(Records on locating named things)
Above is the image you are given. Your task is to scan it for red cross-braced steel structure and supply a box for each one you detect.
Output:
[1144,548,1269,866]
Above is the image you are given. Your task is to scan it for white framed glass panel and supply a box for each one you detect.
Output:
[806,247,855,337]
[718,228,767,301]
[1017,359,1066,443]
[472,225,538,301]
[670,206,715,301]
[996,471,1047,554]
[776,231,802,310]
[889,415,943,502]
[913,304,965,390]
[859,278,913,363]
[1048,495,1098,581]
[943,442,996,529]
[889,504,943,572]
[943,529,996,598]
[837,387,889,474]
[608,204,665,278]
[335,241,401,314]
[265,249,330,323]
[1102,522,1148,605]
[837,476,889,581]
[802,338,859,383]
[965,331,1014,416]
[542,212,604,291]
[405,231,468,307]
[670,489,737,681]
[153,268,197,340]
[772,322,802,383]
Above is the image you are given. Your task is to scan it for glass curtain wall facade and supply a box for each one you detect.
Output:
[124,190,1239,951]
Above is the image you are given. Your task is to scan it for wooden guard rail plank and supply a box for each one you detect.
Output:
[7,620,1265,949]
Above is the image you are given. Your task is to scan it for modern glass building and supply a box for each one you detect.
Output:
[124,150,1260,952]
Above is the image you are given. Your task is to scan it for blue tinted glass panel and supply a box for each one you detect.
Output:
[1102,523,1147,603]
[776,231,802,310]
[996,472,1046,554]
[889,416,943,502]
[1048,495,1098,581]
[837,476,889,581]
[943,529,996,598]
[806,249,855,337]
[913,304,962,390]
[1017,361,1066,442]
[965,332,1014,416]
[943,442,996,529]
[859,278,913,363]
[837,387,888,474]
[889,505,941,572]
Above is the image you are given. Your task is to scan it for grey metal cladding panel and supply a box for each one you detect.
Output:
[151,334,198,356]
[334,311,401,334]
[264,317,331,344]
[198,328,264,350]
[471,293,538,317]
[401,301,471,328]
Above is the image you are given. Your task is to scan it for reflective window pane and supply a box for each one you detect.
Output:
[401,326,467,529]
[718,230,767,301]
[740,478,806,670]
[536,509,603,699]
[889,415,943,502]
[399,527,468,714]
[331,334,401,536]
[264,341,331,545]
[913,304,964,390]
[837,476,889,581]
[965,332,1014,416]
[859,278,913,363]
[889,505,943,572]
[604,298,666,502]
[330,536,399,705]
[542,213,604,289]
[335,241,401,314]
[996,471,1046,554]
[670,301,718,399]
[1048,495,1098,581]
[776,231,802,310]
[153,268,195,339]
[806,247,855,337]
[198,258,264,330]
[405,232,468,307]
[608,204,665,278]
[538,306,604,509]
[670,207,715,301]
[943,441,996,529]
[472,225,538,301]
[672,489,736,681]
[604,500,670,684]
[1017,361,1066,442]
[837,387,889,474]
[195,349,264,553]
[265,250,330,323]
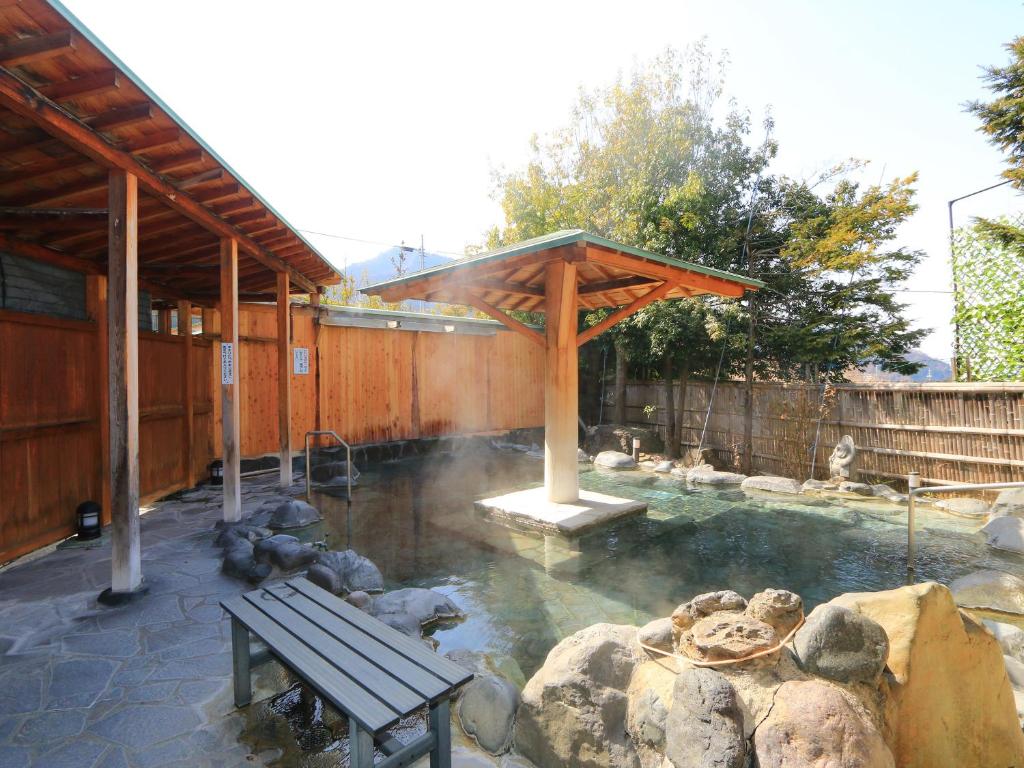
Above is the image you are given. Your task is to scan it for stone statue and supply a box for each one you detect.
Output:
[828,434,857,480]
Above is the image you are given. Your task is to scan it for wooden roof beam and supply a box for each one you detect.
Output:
[0,70,316,292]
[0,30,78,67]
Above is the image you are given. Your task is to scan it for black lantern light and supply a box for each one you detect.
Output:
[75,502,102,542]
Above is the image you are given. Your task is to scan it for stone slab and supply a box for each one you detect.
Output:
[475,487,647,537]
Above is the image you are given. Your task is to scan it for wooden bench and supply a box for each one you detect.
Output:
[220,579,473,768]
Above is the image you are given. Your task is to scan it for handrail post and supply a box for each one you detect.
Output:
[906,472,921,585]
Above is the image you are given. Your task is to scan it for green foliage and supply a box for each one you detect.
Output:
[953,219,1024,381]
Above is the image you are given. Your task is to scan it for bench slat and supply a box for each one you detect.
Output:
[220,596,400,733]
[267,585,452,701]
[287,579,473,688]
[243,590,427,720]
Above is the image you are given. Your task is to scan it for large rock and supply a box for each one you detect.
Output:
[316,549,384,594]
[665,669,746,768]
[831,582,1024,768]
[515,624,642,768]
[266,499,321,530]
[594,451,637,469]
[370,587,463,626]
[739,475,804,494]
[679,613,778,662]
[794,604,889,683]
[672,590,746,631]
[754,680,892,768]
[981,515,1024,552]
[935,497,988,517]
[949,570,1024,613]
[744,589,804,638]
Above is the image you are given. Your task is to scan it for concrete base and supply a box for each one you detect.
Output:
[476,487,647,537]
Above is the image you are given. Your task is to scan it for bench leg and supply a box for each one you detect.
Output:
[429,698,452,768]
[231,618,253,707]
[348,718,374,768]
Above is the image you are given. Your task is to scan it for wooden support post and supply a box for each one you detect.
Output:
[544,260,580,503]
[178,301,196,488]
[220,238,242,522]
[106,171,142,595]
[85,274,112,525]
[278,272,292,487]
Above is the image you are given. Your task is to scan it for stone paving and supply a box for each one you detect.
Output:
[0,474,300,768]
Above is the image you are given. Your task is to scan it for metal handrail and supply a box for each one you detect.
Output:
[305,429,352,504]
[906,472,1024,584]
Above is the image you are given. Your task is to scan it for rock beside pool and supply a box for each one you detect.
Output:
[665,669,746,768]
[794,604,889,683]
[754,680,892,768]
[831,571,1024,768]
[686,464,746,485]
[316,549,384,594]
[594,451,637,469]
[949,570,1024,614]
[267,499,322,530]
[637,616,675,653]
[739,475,804,494]
[370,587,463,627]
[672,590,746,634]
[514,624,642,768]
[935,499,988,517]
[743,589,804,638]
[981,515,1024,552]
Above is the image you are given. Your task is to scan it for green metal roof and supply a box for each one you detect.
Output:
[46,0,339,282]
[359,229,765,294]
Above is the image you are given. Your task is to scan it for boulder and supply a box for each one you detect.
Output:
[831,582,1024,768]
[679,613,779,662]
[739,475,804,494]
[935,498,988,517]
[743,589,804,638]
[371,587,463,626]
[990,488,1024,517]
[686,464,746,485]
[754,680,892,768]
[267,499,322,530]
[316,549,384,594]
[514,624,642,768]
[594,451,637,469]
[672,590,746,634]
[981,515,1024,552]
[949,570,1024,613]
[982,618,1024,662]
[665,669,746,768]
[794,604,889,683]
[637,617,675,653]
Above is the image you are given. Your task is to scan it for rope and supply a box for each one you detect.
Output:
[637,613,806,675]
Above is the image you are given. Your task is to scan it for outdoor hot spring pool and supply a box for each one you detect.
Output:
[312,447,1024,678]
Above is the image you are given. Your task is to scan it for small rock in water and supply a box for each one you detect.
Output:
[794,603,889,683]
[594,451,637,469]
[744,589,804,637]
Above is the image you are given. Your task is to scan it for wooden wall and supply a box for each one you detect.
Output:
[0,305,544,562]
[627,382,1024,484]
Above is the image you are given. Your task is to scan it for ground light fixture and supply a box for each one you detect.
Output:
[75,501,102,542]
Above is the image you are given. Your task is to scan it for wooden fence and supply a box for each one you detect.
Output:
[627,381,1024,484]
[0,305,544,562]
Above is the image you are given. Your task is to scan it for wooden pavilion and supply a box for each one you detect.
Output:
[362,229,763,529]
[0,0,339,595]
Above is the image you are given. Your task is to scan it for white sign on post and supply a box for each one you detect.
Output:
[220,342,234,384]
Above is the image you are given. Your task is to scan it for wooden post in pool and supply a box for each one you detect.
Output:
[544,259,580,504]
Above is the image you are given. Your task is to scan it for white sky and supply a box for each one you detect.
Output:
[65,0,1024,358]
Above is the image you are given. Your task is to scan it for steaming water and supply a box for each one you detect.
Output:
[313,450,1024,678]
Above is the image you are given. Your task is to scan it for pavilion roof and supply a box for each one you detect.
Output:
[361,229,764,311]
[0,0,340,303]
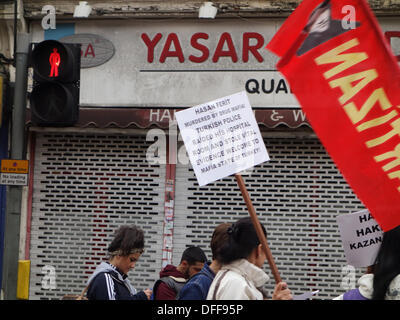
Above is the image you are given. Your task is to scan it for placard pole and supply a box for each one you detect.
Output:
[235,173,282,283]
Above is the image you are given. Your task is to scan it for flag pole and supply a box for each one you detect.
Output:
[235,173,282,283]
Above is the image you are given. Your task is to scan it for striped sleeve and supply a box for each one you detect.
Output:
[104,273,115,300]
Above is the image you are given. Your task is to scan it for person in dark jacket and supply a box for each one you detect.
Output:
[87,225,151,300]
[153,247,207,300]
[179,223,231,300]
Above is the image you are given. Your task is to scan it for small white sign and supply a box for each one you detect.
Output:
[175,91,269,186]
[336,209,383,267]
[0,172,28,186]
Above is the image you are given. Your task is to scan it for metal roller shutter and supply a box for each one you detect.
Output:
[30,133,165,299]
[173,139,364,299]
[30,133,364,299]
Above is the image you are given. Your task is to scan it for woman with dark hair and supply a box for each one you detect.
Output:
[87,225,151,300]
[334,226,400,300]
[207,218,292,300]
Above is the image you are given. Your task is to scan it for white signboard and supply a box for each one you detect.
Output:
[175,91,269,186]
[336,209,383,267]
[0,172,28,186]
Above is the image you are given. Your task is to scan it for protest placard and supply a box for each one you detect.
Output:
[175,91,281,283]
[336,209,383,267]
[175,91,269,186]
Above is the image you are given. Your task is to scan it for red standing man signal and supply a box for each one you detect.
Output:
[49,48,61,77]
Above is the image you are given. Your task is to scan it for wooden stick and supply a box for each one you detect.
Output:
[235,173,282,283]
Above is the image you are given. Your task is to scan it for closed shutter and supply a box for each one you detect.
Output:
[173,138,364,299]
[30,133,165,299]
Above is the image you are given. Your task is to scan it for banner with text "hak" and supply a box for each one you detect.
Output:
[267,0,400,231]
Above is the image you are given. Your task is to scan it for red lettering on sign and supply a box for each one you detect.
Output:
[85,43,96,58]
[242,32,264,62]
[189,32,210,63]
[142,33,162,63]
[141,32,264,63]
[213,32,238,62]
[160,33,185,63]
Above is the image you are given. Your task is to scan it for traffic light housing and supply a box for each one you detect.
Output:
[30,40,81,127]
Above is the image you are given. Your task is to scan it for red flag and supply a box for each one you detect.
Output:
[267,0,400,231]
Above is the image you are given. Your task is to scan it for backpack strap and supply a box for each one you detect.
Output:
[212,270,229,300]
[153,276,187,299]
[343,288,369,300]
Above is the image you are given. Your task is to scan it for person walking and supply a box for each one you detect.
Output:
[207,218,293,300]
[153,246,207,300]
[87,225,151,300]
[179,223,231,300]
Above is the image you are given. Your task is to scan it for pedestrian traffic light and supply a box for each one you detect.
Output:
[30,40,81,126]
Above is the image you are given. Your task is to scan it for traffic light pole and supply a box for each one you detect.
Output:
[3,33,30,300]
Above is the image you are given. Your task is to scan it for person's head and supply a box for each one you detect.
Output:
[372,226,400,300]
[306,0,331,33]
[219,218,267,268]
[107,225,144,274]
[210,223,232,260]
[177,247,207,278]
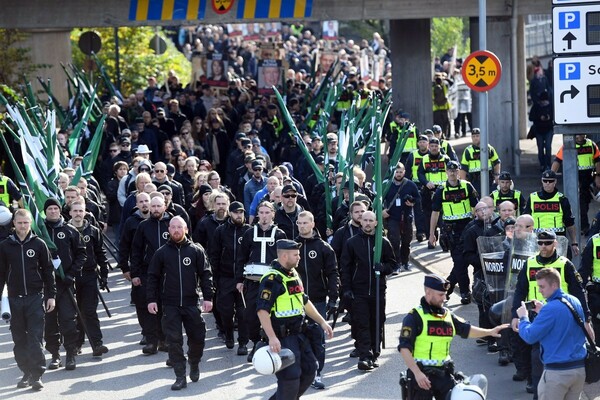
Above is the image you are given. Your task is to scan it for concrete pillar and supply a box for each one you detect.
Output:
[23,29,72,108]
[470,17,514,170]
[390,19,433,131]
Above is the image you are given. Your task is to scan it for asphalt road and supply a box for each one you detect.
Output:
[0,260,548,400]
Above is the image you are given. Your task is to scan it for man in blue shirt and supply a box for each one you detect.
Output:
[517,268,586,400]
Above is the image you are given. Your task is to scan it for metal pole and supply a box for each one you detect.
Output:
[510,0,521,176]
[479,0,490,196]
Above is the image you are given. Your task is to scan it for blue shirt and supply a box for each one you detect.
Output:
[519,288,587,369]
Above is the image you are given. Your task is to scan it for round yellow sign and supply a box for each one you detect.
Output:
[461,50,502,92]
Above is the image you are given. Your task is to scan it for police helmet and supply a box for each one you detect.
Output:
[0,206,12,226]
[450,383,485,400]
[252,346,296,375]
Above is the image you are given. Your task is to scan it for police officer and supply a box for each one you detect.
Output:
[382,163,421,275]
[130,192,171,354]
[417,138,450,249]
[0,209,56,390]
[398,275,508,400]
[490,171,525,216]
[404,135,433,243]
[551,135,600,234]
[296,211,340,389]
[525,170,579,256]
[146,217,213,390]
[256,239,333,400]
[429,161,478,304]
[340,211,397,371]
[69,197,108,357]
[44,198,87,370]
[235,201,285,362]
[208,201,251,356]
[460,128,501,193]
[512,230,594,398]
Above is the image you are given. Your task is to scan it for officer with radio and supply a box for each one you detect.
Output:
[256,239,333,400]
[398,275,508,400]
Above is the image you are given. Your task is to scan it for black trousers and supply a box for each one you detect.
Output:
[217,277,248,345]
[44,284,79,354]
[162,305,206,378]
[352,294,385,358]
[270,334,317,400]
[75,273,102,348]
[8,294,46,378]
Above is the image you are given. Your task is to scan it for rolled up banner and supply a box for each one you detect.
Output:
[0,288,11,323]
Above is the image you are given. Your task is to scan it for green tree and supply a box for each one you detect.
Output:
[71,27,192,96]
[431,17,471,59]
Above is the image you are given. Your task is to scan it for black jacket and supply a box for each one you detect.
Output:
[130,213,171,278]
[0,233,56,299]
[147,238,213,307]
[340,231,397,296]
[208,219,252,282]
[45,217,87,288]
[296,230,340,303]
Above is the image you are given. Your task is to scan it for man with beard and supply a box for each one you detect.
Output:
[69,198,108,357]
[130,194,171,354]
[235,202,285,362]
[44,198,87,370]
[340,211,396,371]
[296,211,340,389]
[208,201,251,356]
[146,217,213,390]
[0,209,56,390]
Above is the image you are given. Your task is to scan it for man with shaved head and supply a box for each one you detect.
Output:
[146,217,213,390]
[340,211,396,371]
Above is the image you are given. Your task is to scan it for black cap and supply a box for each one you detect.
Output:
[44,197,61,211]
[281,185,298,194]
[498,171,512,181]
[229,201,246,212]
[425,274,450,292]
[446,161,460,170]
[542,169,558,179]
[277,239,302,250]
[538,231,556,240]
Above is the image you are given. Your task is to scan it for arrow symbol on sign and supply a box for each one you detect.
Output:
[563,32,577,50]
[560,85,579,103]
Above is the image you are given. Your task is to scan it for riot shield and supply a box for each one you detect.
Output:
[477,236,510,304]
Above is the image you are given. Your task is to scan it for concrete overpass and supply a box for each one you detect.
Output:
[0,0,551,177]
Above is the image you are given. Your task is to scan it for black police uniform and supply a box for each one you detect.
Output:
[208,219,251,347]
[143,239,213,380]
[398,297,471,400]
[44,217,87,358]
[0,233,56,380]
[256,260,317,400]
[75,220,108,349]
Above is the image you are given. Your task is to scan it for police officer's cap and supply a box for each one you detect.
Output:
[498,171,512,181]
[538,231,556,240]
[446,161,460,170]
[277,239,302,250]
[542,169,558,179]
[229,201,246,212]
[425,274,450,292]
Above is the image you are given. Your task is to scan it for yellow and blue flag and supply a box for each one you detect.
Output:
[237,0,313,19]
[129,0,206,21]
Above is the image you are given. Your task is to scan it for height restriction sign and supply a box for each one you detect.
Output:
[462,50,502,92]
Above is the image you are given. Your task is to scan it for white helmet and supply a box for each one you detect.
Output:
[450,383,485,400]
[0,206,12,226]
[252,346,296,375]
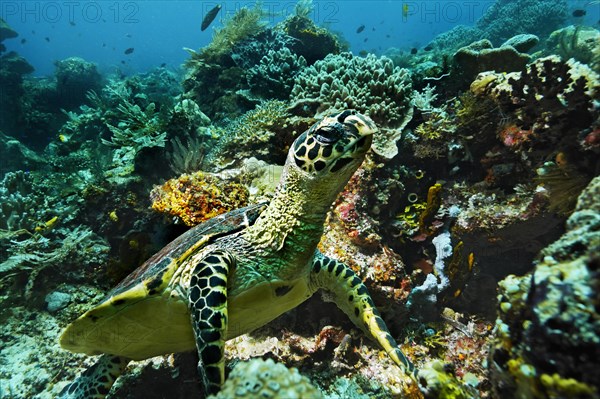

Instructions for the task: Copy, without any change, the lines running from the one containing "for bench slat" through the one containing "[0,474,300,768]", with both of those lines included.

In response:
Above is the image you are given. Your task is to scan it for bench slat and supply a box for each one you detect.
Output:
[220,596,400,733]
[267,585,452,701]
[287,579,473,688]
[243,590,427,720]
Above is the image you are given. Your task is to scan it for large rock and supply a box for each one you detect.
Output:
[316,549,384,594]
[665,669,746,768]
[831,582,1024,768]
[515,624,642,768]
[266,499,321,530]
[594,451,637,469]
[370,587,463,626]
[739,475,804,494]
[679,613,778,662]
[794,604,889,683]
[672,590,746,631]
[754,680,892,768]
[981,515,1024,552]
[935,497,988,517]
[949,570,1024,613]
[744,589,804,638]
Above is the image you are given. Your task is to scan it for concrete base and supply a box for each one you detect.
Output:
[476,487,647,537]
Above is the image you are given. Your task is to scan it for bench leg and supply a box for each one you detect.
Output:
[429,698,452,768]
[231,618,253,707]
[348,718,374,768]
Above is the image you are given. Your task is to scan it for wooden support post and supply a box for each one you detect.
Output:
[544,260,580,503]
[178,301,196,488]
[220,238,242,522]
[106,171,142,595]
[85,274,112,525]
[278,272,292,487]
Above is the image you are given. Your task is to scan it for stone paving and supply a box for each one you detect.
Output:
[0,474,300,768]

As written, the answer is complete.